▸ **Material**:

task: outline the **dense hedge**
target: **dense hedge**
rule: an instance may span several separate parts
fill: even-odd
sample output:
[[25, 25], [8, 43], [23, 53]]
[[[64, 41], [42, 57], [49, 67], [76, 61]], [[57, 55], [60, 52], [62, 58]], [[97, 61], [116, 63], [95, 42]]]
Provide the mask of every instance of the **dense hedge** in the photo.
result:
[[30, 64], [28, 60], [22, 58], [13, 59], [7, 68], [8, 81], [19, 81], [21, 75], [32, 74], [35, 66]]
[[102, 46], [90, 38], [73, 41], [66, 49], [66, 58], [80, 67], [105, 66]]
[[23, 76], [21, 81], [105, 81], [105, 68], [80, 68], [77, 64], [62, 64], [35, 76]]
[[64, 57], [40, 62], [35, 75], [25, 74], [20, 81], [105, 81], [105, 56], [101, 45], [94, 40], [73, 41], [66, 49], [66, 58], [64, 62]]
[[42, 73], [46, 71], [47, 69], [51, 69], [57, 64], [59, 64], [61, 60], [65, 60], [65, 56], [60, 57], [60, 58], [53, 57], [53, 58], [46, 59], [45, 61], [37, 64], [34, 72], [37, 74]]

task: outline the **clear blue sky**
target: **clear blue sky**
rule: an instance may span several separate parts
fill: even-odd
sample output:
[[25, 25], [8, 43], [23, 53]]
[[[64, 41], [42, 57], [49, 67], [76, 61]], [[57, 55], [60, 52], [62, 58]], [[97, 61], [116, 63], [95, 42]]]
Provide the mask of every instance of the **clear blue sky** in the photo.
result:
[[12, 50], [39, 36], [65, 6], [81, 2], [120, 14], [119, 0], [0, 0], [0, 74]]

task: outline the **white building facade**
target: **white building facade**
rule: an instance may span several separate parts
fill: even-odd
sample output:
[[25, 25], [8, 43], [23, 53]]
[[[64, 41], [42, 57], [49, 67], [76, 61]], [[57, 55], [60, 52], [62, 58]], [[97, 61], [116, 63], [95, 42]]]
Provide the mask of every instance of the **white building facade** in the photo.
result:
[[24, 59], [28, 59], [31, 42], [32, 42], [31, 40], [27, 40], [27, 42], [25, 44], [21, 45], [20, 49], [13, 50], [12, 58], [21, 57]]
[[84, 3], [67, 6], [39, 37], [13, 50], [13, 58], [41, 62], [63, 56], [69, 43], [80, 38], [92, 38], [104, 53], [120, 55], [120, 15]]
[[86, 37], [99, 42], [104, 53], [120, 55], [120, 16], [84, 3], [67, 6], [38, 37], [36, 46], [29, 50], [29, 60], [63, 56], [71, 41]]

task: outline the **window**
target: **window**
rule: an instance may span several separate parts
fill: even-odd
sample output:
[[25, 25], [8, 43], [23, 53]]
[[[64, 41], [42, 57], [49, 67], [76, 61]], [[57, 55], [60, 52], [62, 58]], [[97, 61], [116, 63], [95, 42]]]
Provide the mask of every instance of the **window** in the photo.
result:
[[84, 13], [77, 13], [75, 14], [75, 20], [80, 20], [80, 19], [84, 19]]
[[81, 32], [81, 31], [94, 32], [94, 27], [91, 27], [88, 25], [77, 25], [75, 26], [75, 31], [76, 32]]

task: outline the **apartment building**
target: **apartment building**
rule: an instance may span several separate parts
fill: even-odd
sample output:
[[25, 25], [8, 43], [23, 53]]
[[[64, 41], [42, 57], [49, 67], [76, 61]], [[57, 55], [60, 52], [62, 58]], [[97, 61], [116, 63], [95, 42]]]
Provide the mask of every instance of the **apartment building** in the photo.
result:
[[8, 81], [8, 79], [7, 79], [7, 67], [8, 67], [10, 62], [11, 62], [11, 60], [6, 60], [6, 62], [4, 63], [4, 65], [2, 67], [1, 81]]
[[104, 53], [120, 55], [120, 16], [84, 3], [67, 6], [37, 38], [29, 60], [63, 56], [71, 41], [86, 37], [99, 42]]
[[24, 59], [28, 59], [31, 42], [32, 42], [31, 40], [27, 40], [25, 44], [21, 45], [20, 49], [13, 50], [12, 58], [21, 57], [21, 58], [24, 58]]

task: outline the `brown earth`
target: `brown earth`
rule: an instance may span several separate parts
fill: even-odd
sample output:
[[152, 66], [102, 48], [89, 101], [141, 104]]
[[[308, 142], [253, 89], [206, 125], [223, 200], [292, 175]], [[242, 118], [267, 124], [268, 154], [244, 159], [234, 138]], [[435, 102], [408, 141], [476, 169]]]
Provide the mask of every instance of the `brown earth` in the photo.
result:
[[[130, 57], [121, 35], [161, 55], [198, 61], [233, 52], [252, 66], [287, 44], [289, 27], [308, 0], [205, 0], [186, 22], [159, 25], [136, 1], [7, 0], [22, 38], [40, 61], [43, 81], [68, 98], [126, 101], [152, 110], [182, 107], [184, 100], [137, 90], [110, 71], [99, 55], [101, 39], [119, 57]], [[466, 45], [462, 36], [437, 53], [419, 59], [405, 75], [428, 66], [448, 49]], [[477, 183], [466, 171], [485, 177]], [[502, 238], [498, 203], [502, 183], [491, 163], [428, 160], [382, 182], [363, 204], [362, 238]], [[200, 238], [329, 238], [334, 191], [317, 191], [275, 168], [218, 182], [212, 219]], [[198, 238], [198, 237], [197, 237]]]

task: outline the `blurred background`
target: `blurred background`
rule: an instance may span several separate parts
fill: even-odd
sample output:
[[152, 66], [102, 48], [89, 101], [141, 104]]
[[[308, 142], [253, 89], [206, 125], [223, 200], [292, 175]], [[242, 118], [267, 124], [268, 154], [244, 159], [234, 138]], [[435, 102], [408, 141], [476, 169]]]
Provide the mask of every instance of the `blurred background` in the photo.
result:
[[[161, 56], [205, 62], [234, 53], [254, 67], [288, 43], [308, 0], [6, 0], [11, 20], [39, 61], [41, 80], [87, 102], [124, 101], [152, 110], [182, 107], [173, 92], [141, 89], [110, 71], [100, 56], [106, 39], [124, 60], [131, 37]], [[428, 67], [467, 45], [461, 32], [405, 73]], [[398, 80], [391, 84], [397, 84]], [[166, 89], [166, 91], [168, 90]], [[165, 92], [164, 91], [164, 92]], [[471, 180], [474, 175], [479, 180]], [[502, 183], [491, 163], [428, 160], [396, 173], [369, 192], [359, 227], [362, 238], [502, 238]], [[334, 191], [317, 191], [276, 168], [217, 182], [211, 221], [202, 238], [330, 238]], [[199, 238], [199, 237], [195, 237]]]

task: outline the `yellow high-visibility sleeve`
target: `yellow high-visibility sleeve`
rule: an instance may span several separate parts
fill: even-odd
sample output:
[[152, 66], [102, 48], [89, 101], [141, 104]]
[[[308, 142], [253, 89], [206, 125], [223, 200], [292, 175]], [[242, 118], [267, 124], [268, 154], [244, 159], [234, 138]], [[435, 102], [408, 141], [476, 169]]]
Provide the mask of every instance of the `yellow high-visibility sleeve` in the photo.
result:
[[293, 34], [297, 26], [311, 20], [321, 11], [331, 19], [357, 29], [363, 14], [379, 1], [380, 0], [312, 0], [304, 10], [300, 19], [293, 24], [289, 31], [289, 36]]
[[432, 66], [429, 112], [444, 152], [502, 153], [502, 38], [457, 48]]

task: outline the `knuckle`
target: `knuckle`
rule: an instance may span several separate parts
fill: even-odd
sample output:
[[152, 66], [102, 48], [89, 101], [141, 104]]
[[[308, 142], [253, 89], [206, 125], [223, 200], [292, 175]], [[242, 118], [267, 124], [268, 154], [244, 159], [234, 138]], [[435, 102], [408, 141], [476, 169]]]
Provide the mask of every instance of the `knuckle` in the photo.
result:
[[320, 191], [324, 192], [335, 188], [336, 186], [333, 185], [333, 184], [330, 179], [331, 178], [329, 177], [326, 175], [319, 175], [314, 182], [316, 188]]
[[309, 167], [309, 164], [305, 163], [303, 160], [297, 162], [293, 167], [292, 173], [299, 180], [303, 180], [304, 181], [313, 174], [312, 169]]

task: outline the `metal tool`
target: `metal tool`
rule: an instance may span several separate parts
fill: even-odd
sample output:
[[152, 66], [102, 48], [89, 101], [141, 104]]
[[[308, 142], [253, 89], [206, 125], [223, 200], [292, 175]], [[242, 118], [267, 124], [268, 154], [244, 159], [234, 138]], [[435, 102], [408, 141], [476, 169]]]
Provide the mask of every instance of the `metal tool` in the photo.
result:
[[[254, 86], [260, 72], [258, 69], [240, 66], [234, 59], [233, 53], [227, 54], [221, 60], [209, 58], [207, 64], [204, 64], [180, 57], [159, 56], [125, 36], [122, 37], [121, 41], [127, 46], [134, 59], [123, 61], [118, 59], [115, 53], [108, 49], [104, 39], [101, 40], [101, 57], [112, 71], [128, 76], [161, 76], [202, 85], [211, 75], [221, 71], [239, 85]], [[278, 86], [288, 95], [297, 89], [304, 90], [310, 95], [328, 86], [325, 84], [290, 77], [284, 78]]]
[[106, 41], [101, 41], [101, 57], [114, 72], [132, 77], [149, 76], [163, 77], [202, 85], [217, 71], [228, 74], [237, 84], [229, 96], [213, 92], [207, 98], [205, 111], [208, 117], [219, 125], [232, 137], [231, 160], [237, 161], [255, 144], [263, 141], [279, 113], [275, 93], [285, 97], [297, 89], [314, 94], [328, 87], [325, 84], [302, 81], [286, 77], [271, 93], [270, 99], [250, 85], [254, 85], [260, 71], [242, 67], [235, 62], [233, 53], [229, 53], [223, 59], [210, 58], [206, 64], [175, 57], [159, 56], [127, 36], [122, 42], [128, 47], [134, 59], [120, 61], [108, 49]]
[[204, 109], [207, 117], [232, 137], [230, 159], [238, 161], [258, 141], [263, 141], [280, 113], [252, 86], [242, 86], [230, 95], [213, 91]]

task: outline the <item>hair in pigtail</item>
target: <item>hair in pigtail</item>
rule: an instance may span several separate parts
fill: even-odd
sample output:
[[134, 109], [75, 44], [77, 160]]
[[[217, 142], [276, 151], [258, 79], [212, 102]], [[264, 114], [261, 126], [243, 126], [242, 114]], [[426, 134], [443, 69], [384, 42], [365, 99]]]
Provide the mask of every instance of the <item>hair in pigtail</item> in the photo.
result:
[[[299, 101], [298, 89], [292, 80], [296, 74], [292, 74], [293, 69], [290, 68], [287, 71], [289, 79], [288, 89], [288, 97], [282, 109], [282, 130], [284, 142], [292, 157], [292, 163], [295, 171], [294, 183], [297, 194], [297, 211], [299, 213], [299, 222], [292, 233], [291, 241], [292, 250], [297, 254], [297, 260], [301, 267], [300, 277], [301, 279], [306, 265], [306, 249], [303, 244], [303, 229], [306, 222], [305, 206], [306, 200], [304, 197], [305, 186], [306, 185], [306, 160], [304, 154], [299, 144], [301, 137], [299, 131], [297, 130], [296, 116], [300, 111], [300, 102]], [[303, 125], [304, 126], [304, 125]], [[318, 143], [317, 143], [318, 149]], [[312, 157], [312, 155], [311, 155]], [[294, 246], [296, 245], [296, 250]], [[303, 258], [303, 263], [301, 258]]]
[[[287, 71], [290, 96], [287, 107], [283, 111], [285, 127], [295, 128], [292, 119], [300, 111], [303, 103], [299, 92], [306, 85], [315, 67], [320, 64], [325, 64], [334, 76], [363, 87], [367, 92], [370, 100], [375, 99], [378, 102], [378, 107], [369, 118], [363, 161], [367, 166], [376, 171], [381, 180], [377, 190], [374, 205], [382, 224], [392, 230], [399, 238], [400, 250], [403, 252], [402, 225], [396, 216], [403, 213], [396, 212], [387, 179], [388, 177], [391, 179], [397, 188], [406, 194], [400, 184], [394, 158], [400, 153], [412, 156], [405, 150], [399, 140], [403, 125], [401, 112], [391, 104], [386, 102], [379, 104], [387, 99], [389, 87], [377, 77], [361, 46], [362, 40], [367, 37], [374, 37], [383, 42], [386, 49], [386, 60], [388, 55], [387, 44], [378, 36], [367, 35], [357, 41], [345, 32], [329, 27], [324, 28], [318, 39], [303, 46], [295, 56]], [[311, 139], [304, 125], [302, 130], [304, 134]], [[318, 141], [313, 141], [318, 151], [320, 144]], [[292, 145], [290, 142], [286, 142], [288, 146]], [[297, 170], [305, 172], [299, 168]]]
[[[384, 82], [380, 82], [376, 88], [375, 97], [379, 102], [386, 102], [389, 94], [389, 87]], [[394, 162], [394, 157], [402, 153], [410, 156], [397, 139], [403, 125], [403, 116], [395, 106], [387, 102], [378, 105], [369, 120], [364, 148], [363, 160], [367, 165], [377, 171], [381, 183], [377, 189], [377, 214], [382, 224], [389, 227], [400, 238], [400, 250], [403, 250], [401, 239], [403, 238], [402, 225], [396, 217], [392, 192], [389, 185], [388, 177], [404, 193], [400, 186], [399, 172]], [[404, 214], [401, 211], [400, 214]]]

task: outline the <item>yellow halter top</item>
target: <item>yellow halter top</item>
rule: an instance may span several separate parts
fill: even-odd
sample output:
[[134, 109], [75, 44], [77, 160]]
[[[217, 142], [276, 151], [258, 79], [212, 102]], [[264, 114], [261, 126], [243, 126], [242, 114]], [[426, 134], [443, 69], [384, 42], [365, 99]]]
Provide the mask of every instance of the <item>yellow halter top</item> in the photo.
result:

▸ **What is expected**:
Find each line in the records that contains the string "mask", and copy those lines out in full.

▸ **Exercise output**:
Provide the mask of every instance of the **dense hedge** in the photo.
Provide the mask of every instance of the **clear blue sky** in the photo.
Provide the mask of every instance of the **white building facade** in the photo.
Provide the mask of every instance of the **window** in the photo.
Provide the mask of every instance of the **apartment building** in the photo.
Provide the mask of every instance of the `brown earth` in the photo.
Provide the mask of every instance of the `blurred background` in the photo.
Provide the mask of every instance of the `yellow high-visibility sleeve` in the photo.
Provide the mask of every instance of the `knuckle` in the photo.
Provide the mask of every instance of the `metal tool` in the photo.
Provide the mask of every instance of the <item>hair in pigtail</item> in the photo.
Provide the mask of every instance of the <item>yellow halter top</item> in the photo.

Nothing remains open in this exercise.